> _Request_:
Copy the entries below line for line, with no changes, and leave out the pictures.

> _Information shown_:

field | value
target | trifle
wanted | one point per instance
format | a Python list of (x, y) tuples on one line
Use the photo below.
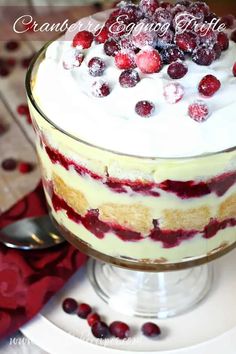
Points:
[(136, 134)]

> _Response to the exercise_:
field | value
target | trifle
wanted | one point per instance
format | a Python list of (x, y) tuples on one line
Use the photo below.
Points:
[(136, 134)]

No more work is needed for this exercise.